**Task to complete:** Using the ASIC post on 30 June 2022 reporting, explain in one to three sentences why directors should make enquiries of management.

**Exercise passage:**

Post: ASIC highlights focus areas for 30 June 2022 reporting

ASIC is urging directors, preparers of annual and half-year reports and auditors to assess whether companies’ 2022 annual and half-year financial reports provide useful and meaningful information for investors and other users, as it highlights key focus areas for reporting by companies for the reporting period ending 30 June 2022.

ASIC Commissioner Sean Hughes said, ‘Many companies are facing changing market conditions and uncertainties. Directors and preparers should assess the impact on current and future performance, asset values and provisions. They should also ensure that increasing demands for better information for investors on uncertainties, key assumptions, business strategies and risks are met as required under the existing reporting regime for both annual and half-year reports.’

ASIC has highlighted a number of areas for attention, in particular:

asset values
solvency and going concern assessments
events occurring after year end and before completing the financial report
disclosures in the financial report and Operating and Financial Review (OFR).
ASIC notes companies will be affected differently depending on their industry, where they operate, how their suppliers and customers are affected, and a range of other factors.

Companies may continue to face some uncertainties about future economic and market conditions, and the impact on their businesses. Assumptions underlying estimates and assessments for financial reporting purposes should be reasonable and supportable.

Directors and management should assess how the current and future performance of a company, the value of its assets and its provisions, and business strategies may be affected by changing circumstances, uncertainties and risks such as:

COVID-19 conditions and restrictions during the reporting period;
changes in customer preferences and online purchasing trends;
use of virtual meetings and more flexible working arrangements;
the discontinuation of financial and other support from governments, lenders and lessors, including any possible increases in the level of insolvencies;
the availability of skilled staff and expertise;
ongoing restrictions to deal with COVID-19 in different jurisdictions;
the impact of rising interest rates on future cash flows and on discount rates used in valuing assets and liabilities;
increases in oil prices;
geopolitical risks, including the Ukraine/Russia conflict;
commitments and policies on climate and carbon emissions by governments;
technological changes and innovation;
legislative and regulatory changes; and
other economic and market developments.
This list is not intended to be exhaustive and there may be other factors to consider in the circumstances of individual entities. These factors may also be relevant in assessing the ability of an entity’s borrowers, debtors and lessees to meet their obligations to the entity, and the ability of key suppliers to continue to provide goods and services to the entity.

Industries that may be particularly affected include the construction industry, owners of commercial property and large carbon emitters.

Uncertainties may lead to a wider range of valid judgements on asset values and other estimates. These uncertainties may change from period to period. Disclosures in the financial report about uncertainties, key assumptions and sensitivity analysis will be important to investors.

The Operating and Financial Review (OFR) should complement the financial report and tell the story of how the entity’s businesses are impacted by both COVID-19 and non-COVID-19 factors. The underlying drivers of the results and financial position should be explained, as well as risks, management strategies and future prospects. Forward-looking information should have a reasonable basis and the market should be updated through continuous disclosure if circumstances change. Further guidance can be found in ASIC’s Regulatory Guide 247 Effective disclosure in an operating and financial review.

More detail about ASIC’s focus areas for 30 June 2022 reporting is outlined in the attachment to this media release.

The reporting process
Appropriate experience and expertise should be applied in the reporting and audit processes, particularly in more difficult and complex areas, such as asset values and other estimates.

Directors and auditors should be given sufficient time to consider reporting issues and to challenge assumptions, estimates and assessments.

Directors should make appropriate enquiries of management to ensure that key processes and internal controls have operated effectively during periods of remote work.

The circumstances in which judgements on accounting estimates and forward-looking information have been made, and the basis for those judgements, should be properly documented at the time and disclosed as appropriate.

As in previous reporting periods, ASIC will review the full-year financial reports of selected larger listed entities and other public interest entities as at 30 June 2022.

**Provided data:**
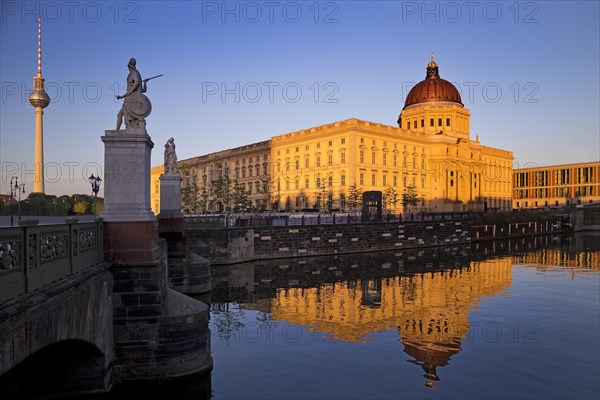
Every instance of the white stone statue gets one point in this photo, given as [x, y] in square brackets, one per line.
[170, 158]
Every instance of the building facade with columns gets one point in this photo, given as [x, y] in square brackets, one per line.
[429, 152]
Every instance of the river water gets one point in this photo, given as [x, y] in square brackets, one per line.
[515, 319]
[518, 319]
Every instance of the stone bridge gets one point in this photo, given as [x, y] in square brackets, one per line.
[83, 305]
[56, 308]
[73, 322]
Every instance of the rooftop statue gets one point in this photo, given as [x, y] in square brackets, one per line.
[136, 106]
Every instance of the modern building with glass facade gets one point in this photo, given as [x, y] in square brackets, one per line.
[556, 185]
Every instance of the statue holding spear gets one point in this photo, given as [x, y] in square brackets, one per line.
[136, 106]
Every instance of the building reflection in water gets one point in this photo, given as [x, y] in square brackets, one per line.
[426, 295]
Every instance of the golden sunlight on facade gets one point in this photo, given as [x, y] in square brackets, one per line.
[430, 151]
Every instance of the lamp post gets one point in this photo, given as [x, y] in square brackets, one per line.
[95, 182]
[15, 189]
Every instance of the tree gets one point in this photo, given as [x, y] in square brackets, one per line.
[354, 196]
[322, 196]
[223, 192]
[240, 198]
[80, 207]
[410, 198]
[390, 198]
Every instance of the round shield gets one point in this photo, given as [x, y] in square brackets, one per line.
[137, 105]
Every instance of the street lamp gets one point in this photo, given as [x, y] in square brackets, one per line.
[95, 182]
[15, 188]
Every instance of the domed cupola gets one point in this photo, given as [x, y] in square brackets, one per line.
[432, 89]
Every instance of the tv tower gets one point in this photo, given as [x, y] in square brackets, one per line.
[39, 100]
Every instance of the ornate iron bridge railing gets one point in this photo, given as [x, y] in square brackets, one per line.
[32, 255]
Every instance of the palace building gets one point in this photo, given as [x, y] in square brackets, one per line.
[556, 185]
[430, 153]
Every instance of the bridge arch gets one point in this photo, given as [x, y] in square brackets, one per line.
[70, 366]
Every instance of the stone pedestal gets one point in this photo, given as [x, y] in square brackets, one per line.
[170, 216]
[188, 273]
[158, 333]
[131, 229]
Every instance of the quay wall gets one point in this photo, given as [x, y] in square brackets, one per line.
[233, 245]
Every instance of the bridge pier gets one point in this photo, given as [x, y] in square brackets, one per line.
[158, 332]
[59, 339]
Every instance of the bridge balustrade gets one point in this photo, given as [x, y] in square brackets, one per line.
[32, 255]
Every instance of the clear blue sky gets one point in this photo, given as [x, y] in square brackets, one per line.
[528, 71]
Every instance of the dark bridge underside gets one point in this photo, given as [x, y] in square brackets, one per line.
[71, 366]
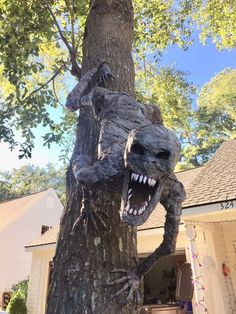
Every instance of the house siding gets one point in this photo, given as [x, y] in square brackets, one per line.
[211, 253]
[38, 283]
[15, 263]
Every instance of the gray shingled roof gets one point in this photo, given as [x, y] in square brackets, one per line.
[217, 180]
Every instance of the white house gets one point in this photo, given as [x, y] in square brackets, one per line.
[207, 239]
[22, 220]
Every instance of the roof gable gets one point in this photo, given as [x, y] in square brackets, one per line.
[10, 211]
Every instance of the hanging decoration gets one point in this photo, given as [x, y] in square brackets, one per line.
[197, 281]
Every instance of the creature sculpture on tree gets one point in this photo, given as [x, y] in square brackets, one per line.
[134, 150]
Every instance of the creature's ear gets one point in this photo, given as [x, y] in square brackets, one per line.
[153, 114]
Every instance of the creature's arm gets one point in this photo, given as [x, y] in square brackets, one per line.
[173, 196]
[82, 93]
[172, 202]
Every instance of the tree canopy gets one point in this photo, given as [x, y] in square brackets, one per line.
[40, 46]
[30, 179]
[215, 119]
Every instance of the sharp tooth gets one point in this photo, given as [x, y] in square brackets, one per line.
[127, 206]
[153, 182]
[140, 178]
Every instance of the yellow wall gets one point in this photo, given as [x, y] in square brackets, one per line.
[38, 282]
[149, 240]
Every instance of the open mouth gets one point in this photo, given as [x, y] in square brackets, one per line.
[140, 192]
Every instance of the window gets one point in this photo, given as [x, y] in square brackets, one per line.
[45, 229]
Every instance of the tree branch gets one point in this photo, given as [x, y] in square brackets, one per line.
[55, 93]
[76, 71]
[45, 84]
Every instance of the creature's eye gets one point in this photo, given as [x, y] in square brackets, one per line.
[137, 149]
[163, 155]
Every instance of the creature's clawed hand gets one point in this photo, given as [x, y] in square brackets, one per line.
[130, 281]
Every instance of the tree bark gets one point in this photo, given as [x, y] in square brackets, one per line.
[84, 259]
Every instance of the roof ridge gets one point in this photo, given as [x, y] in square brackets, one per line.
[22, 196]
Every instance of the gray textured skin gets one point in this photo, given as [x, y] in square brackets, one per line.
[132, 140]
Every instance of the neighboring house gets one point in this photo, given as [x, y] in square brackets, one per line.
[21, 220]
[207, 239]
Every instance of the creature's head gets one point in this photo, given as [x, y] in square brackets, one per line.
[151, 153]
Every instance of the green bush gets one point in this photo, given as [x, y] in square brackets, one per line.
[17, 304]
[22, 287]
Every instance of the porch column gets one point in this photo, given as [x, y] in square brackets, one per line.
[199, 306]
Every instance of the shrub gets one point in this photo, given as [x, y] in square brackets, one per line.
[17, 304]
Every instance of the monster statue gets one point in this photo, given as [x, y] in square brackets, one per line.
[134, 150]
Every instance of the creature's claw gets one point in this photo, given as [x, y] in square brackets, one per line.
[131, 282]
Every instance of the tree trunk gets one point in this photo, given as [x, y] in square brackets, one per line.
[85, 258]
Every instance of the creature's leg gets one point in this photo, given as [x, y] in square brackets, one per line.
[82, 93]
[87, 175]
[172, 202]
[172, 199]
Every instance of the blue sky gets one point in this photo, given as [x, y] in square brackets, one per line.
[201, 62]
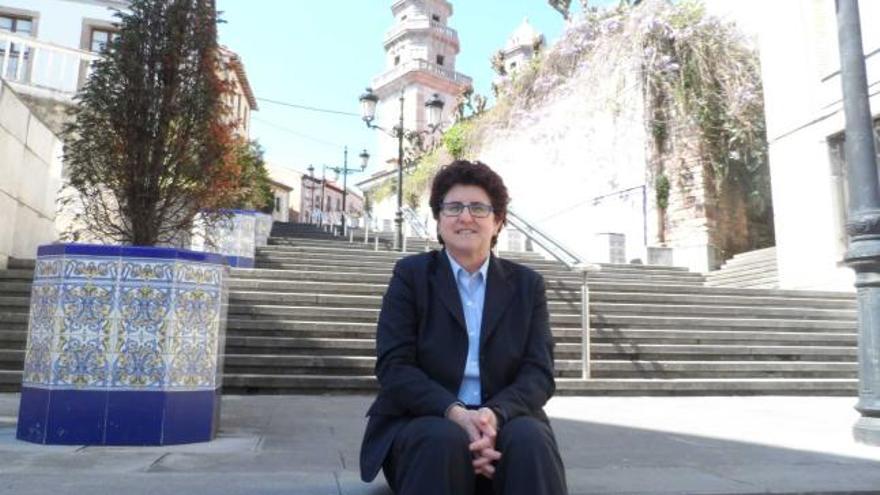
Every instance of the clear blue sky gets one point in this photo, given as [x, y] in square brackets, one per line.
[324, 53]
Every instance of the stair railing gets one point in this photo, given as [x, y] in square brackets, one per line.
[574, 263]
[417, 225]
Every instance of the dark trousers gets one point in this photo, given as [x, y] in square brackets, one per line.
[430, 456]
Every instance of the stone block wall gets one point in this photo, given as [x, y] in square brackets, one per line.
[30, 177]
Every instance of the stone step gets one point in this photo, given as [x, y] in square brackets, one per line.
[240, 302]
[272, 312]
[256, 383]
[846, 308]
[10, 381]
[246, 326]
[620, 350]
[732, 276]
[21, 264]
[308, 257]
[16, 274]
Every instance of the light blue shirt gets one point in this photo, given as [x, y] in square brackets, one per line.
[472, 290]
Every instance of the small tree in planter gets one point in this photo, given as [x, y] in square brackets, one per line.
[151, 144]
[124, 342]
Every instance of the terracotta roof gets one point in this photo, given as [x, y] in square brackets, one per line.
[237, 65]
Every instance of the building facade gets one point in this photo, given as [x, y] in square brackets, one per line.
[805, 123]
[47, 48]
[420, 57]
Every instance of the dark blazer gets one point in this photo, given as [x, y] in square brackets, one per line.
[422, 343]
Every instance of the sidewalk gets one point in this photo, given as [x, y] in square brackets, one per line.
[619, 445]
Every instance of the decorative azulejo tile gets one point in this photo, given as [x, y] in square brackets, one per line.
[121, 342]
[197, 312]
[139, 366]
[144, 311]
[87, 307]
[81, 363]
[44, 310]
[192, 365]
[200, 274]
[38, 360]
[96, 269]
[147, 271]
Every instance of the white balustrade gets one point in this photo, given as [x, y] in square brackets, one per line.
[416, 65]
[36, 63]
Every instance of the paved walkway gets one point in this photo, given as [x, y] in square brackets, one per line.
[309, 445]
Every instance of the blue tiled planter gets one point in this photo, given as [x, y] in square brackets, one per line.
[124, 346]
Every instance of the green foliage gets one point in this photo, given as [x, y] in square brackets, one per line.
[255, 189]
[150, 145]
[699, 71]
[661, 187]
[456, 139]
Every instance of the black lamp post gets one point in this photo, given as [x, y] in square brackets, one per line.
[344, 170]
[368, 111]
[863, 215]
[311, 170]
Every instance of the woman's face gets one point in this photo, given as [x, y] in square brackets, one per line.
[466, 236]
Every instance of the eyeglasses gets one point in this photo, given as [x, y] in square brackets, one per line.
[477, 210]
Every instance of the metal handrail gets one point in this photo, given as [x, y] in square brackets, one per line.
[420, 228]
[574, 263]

==

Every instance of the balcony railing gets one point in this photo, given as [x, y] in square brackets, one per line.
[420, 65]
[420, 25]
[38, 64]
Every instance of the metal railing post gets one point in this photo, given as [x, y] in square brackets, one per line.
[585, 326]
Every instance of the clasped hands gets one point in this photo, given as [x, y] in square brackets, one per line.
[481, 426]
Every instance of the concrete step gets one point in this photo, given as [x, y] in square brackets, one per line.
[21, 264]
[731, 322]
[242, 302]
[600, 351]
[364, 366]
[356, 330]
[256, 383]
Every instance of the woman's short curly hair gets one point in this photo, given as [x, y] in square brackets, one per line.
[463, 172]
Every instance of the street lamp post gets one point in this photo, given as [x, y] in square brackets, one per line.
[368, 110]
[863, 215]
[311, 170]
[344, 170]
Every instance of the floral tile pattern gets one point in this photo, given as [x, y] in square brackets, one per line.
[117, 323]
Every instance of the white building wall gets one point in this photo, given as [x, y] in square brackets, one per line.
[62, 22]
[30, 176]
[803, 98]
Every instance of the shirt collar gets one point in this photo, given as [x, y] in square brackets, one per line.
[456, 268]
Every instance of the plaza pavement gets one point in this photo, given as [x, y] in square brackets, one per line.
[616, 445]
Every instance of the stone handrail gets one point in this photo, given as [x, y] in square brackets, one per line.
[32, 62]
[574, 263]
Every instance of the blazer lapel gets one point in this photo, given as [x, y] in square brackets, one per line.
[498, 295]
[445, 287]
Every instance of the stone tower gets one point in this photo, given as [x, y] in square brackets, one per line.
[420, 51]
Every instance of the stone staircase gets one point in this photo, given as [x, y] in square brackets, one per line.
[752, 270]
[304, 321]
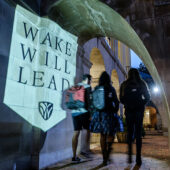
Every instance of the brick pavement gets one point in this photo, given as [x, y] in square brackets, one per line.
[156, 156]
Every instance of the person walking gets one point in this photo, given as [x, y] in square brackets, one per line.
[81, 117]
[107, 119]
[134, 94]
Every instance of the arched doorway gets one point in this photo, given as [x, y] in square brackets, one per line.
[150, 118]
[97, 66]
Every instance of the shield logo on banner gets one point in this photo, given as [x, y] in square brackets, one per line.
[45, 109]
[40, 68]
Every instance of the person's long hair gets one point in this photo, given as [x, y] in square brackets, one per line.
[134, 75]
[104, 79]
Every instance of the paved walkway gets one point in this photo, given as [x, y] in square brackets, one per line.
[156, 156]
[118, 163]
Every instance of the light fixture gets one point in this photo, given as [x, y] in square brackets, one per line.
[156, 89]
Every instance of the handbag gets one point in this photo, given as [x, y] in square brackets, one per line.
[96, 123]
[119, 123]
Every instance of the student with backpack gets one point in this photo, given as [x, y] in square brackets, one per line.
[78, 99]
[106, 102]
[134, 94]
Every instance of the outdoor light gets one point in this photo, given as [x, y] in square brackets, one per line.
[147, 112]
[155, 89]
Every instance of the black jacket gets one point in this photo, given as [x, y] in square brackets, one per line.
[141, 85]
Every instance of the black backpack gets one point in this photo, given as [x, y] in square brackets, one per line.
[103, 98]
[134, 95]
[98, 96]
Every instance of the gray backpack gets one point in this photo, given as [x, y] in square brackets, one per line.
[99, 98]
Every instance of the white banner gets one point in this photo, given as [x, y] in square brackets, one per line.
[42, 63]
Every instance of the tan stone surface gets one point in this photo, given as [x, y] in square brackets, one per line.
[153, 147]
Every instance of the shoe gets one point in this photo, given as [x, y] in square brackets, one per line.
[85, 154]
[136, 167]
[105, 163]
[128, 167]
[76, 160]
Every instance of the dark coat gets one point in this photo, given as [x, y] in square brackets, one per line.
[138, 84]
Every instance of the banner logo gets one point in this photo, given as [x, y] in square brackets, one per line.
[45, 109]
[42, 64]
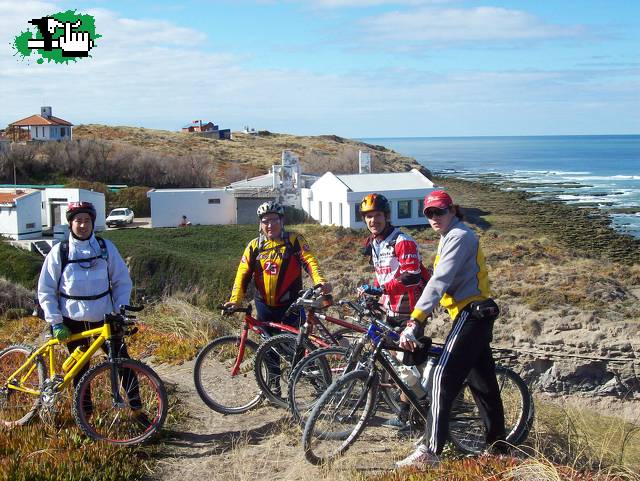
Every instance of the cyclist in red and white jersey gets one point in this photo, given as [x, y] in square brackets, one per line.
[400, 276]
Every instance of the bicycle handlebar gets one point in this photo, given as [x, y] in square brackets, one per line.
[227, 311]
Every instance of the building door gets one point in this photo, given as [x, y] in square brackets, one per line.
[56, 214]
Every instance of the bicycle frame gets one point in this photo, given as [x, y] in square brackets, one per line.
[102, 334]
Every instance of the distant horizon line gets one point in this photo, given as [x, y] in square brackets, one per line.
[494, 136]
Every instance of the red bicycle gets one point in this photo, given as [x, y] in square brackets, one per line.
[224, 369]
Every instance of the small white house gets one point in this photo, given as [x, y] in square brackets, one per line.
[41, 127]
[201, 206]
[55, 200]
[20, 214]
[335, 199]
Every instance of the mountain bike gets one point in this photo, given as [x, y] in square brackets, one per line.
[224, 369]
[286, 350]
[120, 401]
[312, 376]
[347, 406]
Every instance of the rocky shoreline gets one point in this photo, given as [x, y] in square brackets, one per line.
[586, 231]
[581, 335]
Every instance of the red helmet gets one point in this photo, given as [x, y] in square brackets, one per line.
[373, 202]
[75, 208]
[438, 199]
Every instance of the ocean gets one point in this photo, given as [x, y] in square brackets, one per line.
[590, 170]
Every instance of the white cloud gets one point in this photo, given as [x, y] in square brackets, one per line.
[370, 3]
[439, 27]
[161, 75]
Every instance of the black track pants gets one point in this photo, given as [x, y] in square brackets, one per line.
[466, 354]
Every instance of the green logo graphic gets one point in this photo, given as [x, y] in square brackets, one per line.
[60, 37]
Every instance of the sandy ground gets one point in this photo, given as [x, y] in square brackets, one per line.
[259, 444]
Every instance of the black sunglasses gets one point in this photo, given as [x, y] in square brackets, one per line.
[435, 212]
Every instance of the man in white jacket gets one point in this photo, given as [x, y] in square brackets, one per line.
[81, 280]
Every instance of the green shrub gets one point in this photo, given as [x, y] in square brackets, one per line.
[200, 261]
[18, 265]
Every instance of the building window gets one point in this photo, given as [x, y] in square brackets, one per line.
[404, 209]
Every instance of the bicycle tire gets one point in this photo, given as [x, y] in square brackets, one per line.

--

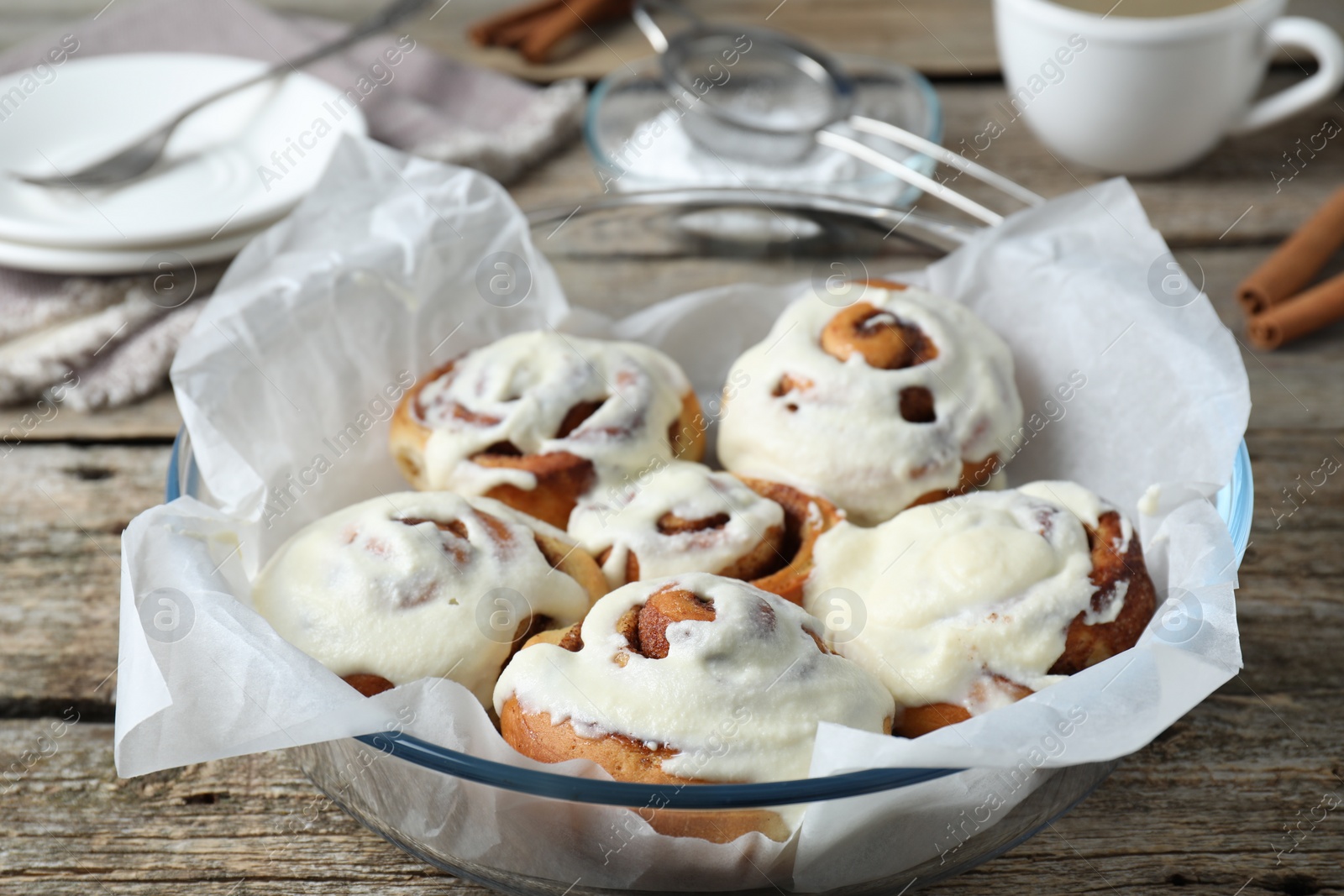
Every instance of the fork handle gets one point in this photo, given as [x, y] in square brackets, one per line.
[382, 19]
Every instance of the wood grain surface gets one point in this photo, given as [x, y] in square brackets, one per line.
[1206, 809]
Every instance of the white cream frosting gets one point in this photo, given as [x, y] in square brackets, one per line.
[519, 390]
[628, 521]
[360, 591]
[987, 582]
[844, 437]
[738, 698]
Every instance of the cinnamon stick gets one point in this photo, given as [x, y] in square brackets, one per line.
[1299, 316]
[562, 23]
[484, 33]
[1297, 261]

**Reply:** Directors should make appropriate enquiries of management to make sure that key processes and internal controls have operated effectively during periods of remote work.